- **WHAT THIS TASK INVOLVES**
Each record below should be returned word for word, with no pictures included.

- **SUPPLIED RECORDS**

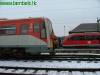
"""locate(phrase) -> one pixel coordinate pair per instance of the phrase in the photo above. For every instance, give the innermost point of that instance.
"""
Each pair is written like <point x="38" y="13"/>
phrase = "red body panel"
<point x="19" y="22"/>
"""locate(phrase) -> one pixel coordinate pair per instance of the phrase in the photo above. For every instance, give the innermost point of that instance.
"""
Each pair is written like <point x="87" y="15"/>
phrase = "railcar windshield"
<point x="7" y="30"/>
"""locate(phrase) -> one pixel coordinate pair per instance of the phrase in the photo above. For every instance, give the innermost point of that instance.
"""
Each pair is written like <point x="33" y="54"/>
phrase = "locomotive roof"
<point x="21" y="19"/>
<point x="86" y="27"/>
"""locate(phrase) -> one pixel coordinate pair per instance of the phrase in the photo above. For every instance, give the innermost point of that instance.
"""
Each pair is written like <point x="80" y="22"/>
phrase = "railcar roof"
<point x="2" y="20"/>
<point x="91" y="33"/>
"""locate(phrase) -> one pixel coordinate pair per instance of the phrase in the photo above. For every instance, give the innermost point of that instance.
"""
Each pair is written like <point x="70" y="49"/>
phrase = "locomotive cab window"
<point x="36" y="27"/>
<point x="7" y="30"/>
<point x="43" y="31"/>
<point x="24" y="29"/>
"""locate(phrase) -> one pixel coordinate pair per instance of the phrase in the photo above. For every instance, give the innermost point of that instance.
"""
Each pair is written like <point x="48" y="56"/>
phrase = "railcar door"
<point x="36" y="30"/>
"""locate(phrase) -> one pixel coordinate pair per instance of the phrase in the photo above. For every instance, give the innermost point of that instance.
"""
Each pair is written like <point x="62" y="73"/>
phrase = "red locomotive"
<point x="30" y="35"/>
<point x="82" y="40"/>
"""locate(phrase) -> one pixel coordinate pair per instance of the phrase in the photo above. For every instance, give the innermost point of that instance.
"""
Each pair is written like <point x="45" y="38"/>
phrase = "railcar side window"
<point x="24" y="29"/>
<point x="43" y="31"/>
<point x="77" y="38"/>
<point x="7" y="30"/>
<point x="36" y="27"/>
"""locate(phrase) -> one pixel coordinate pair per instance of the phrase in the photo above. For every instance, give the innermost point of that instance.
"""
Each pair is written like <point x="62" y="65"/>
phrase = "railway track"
<point x="49" y="67"/>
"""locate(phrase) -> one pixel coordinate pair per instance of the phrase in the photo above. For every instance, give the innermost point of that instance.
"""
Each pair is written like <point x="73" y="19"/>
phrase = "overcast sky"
<point x="68" y="13"/>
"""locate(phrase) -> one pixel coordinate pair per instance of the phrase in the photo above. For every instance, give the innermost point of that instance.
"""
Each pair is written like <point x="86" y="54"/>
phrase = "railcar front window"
<point x="24" y="29"/>
<point x="7" y="30"/>
<point x="36" y="27"/>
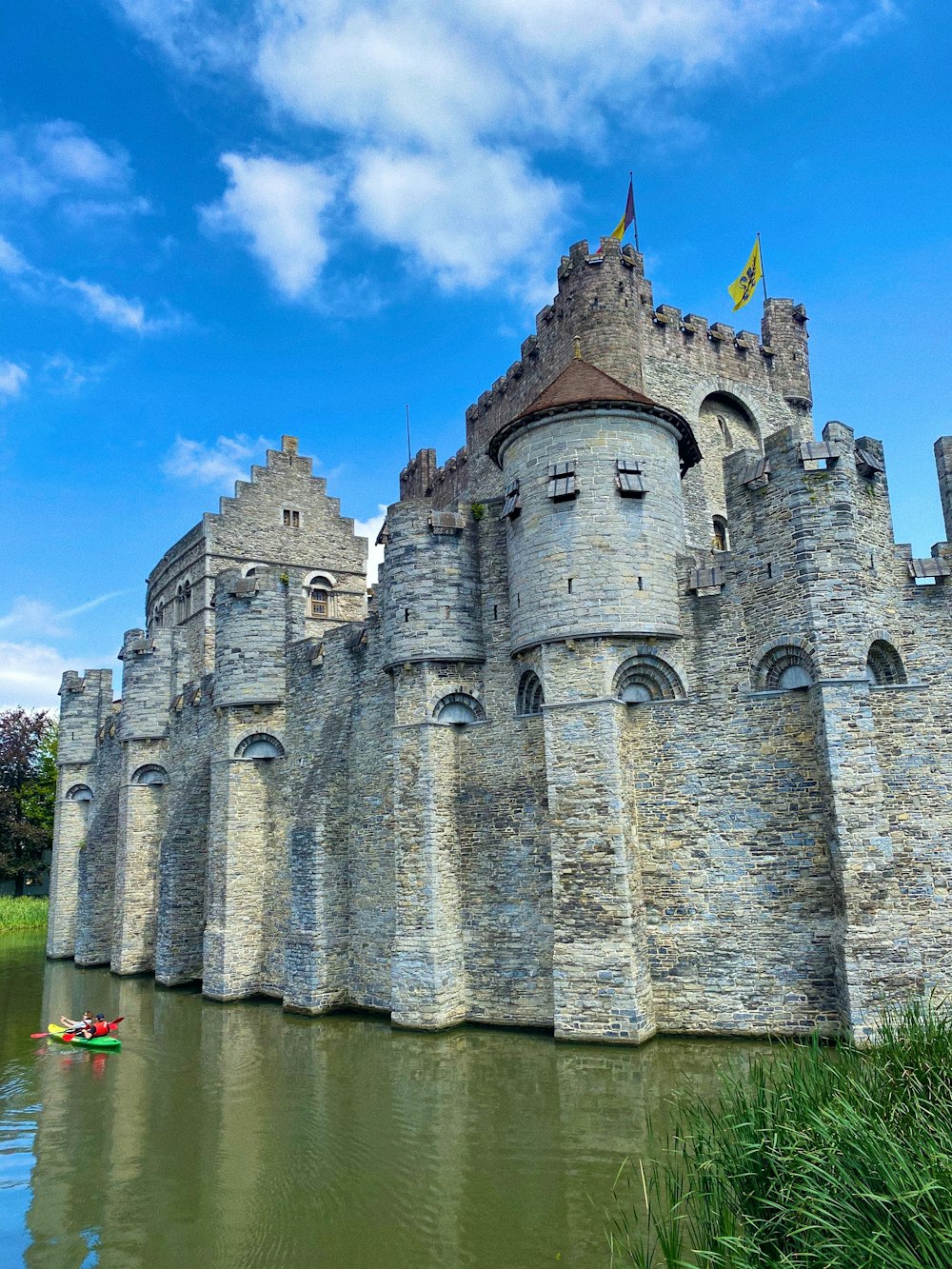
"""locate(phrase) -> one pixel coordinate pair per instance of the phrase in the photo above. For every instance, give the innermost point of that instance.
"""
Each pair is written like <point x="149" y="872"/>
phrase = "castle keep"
<point x="643" y="728"/>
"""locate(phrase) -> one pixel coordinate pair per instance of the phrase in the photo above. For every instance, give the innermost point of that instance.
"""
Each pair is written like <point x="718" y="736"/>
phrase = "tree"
<point x="27" y="793"/>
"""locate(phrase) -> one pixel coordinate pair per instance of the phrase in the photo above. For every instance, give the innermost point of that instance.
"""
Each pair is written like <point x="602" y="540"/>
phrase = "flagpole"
<point x="634" y="212"/>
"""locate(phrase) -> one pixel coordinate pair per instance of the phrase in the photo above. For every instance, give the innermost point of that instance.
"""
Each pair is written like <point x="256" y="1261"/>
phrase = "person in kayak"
<point x="78" y="1028"/>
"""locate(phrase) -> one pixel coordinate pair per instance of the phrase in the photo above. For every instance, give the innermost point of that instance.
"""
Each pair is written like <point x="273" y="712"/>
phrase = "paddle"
<point x="46" y="1035"/>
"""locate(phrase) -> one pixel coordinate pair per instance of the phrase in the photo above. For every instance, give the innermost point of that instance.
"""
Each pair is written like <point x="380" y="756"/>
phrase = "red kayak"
<point x="56" y="1032"/>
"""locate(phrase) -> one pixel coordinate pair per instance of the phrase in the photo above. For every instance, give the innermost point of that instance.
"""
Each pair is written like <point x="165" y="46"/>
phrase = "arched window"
<point x="529" y="698"/>
<point x="150" y="774"/>
<point x="319" y="593"/>
<point x="261" y="745"/>
<point x="459" y="708"/>
<point x="786" y="667"/>
<point x="883" y="665"/>
<point x="726" y="424"/>
<point x="647" y="678"/>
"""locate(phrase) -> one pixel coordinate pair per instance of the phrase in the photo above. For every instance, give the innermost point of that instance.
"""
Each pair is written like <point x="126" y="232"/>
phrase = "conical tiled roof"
<point x="582" y="384"/>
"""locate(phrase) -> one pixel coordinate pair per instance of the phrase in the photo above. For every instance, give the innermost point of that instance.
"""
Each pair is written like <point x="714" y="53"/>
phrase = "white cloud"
<point x="30" y="674"/>
<point x="10" y="259"/>
<point x="95" y="300"/>
<point x="192" y="31"/>
<point x="223" y="464"/>
<point x="369" y="529"/>
<point x="30" y="665"/>
<point x="29" y="616"/>
<point x="464" y="216"/>
<point x="868" y="24"/>
<point x="65" y="377"/>
<point x="11" y="380"/>
<point x="277" y="207"/>
<point x="116" y="309"/>
<point x="52" y="160"/>
<point x="438" y="115"/>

- **WRITTEN REPLY**
"""locate(phrase) -> one pixel coordinate pair per instance of the phrase in the photo above. For every instance, give the innermost point of that instance.
"""
Each pair is written like <point x="38" y="13"/>
phrase = "red body panel"
<point x="19" y="22"/>
"""locate(phrase) -> one pixel coordinate pair per instance of the phrase in the photo above. For every instance, give the innermost point of that instance.
"""
Each pair is written like <point x="87" y="15"/>
phrase = "railcar windshield"
<point x="7" y="30"/>
"""locate(phrase) -> one pixel coordinate pair per instance of the phrase in the photo above. For every instance, give the innermost point of that instance.
"""
Each pair is written like <point x="33" y="54"/>
phrase = "locomotive roof"
<point x="21" y="19"/>
<point x="86" y="27"/>
"""locate(phrase) -> one pixel coordinate pair per instance of the phrase in the photo above. For every instance, give the innermost point of that instance.
"""
Each pair is written like <point x="80" y="22"/>
phrase = "railcar roof"
<point x="2" y="20"/>
<point x="91" y="33"/>
"""locate(phrase) -> one pixel coordinate pair per instance of the phrase in the photo above. For every instance, give the innermost point of that instance.
"""
Each pair is written like <point x="70" y="49"/>
phrase = "locomotive cab window"
<point x="36" y="27"/>
<point x="7" y="30"/>
<point x="43" y="31"/>
<point x="24" y="29"/>
"""locate(phrase) -> one pixel coordinate pair per instance of the phrase in the photo above. For every instance, give the innermost point of that instance.
"""
Each pair is written like <point x="48" y="56"/>
phrase = "railcar door"
<point x="36" y="30"/>
"""locate(phrase) -> one pixel coordinate pair per instance of the phrase in the photo above. For every instance, give the innermost point of that instance.
"""
Each pair is written like <point x="62" y="73"/>
phrase = "red locomotive"
<point x="30" y="35"/>
<point x="82" y="40"/>
"""locate(phrase) -> one pixel coordinate pair per instance of the phrase in the photo above. For every instance, give the innermost point of that instance.
"""
Each pair is written like <point x="45" y="38"/>
phrase = "railcar side window"
<point x="24" y="29"/>
<point x="43" y="31"/>
<point x="77" y="38"/>
<point x="7" y="30"/>
<point x="36" y="27"/>
"""locate(phrase) -> one pixel coordinate pair per instance of the phrase in the photo above. For every instance, give the innermost point of that instance.
"""
Each pair is written like <point x="62" y="65"/>
phrase = "railway track"
<point x="49" y="67"/>
"""locate(phrase) -> one pixel coordinate pair per instance of the phrase in the photo above. For every instance, give the innermost point of that instance.
"""
Each pair is written like <point x="73" y="19"/>
phrase = "overcast sky"
<point x="68" y="13"/>
"""locate(phrase) -> one pixel coordinate pair per instance of the phrase in the photo above. For every instance, give the innermost point of that instance.
"""
Each pair is written like <point x="86" y="54"/>
phrase = "railcar front window"
<point x="24" y="29"/>
<point x="7" y="30"/>
<point x="36" y="27"/>
"""locate(phrase) -> one pixel coordinate pair per instance of the phrase in the photo above. For every instance, give the innermost point of that instance.
"""
Each pair is written like <point x="149" y="872"/>
phrase = "castle keep"
<point x="643" y="728"/>
"""locate(phrase) -> one pixel coordinate pair per instance of the phrase in the photo above. For every instance, give the innermost point of that instance.
"""
Each pair is written like <point x="718" y="736"/>
phrase = "tree"
<point x="27" y="793"/>
"""locate(phrase) -> one pixel coordinate pair per instance of the phrase in the photo above. For every instance, give the innermost point of that instance.
"""
Each pair is written like <point x="602" y="540"/>
phrase = "flagpole"
<point x="634" y="212"/>
"""locate(phrase) -> one pixel coordinate pair per instance of the phrase in the photo above. For every instance, give the innermost point of that instance.
"""
Each pair is written like <point x="256" y="1261"/>
phrase = "person in kayak"
<point x="78" y="1028"/>
"""locate(phrase) -> one pixel coordinate pair per instance of the phrase in the photo above. For every instance, give the innermost point of that instance.
"""
Each pair is written like <point x="273" y="712"/>
phrase = "paddle"
<point x="46" y="1035"/>
"""locate(phrase) -> one pixel coordinate pair per instance of the phrase in the photo above. For every instance, give the innermost point of that instance.
"""
Each pair is written like <point x="380" y="756"/>
phrase = "red kayak"
<point x="56" y="1032"/>
"""locate(phrase) -> one pixel coordinate pair per instance of the phrase in the photo above. For every instance, give the innermost point of that instance.
"""
Each pair is written like <point x="165" y="46"/>
phrase = "arched window"
<point x="529" y="698"/>
<point x="150" y="774"/>
<point x="319" y="593"/>
<point x="261" y="745"/>
<point x="459" y="708"/>
<point x="786" y="667"/>
<point x="883" y="665"/>
<point x="726" y="424"/>
<point x="647" y="678"/>
"""locate(phrase) -> one pixel coordinate pair per instance of the phrase in the photo above. For every instance, give the innermost point of that instance.
"""
Each pair is written like <point x="126" y="232"/>
phrase = "conical tiled roof"
<point x="582" y="384"/>
"""locate(phrase) -> one pixel coordinate pair per instance of the phrase in the photo above. For every instance, give the innermost point of that instance.
"""
Each pair is written like <point x="714" y="53"/>
phrase = "white cloud"
<point x="30" y="674"/>
<point x="10" y="259"/>
<point x="95" y="300"/>
<point x="192" y="31"/>
<point x="223" y="464"/>
<point x="369" y="529"/>
<point x="30" y="665"/>
<point x="29" y="616"/>
<point x="464" y="216"/>
<point x="868" y="24"/>
<point x="65" y="377"/>
<point x="11" y="380"/>
<point x="277" y="207"/>
<point x="116" y="309"/>
<point x="52" y="160"/>
<point x="438" y="115"/>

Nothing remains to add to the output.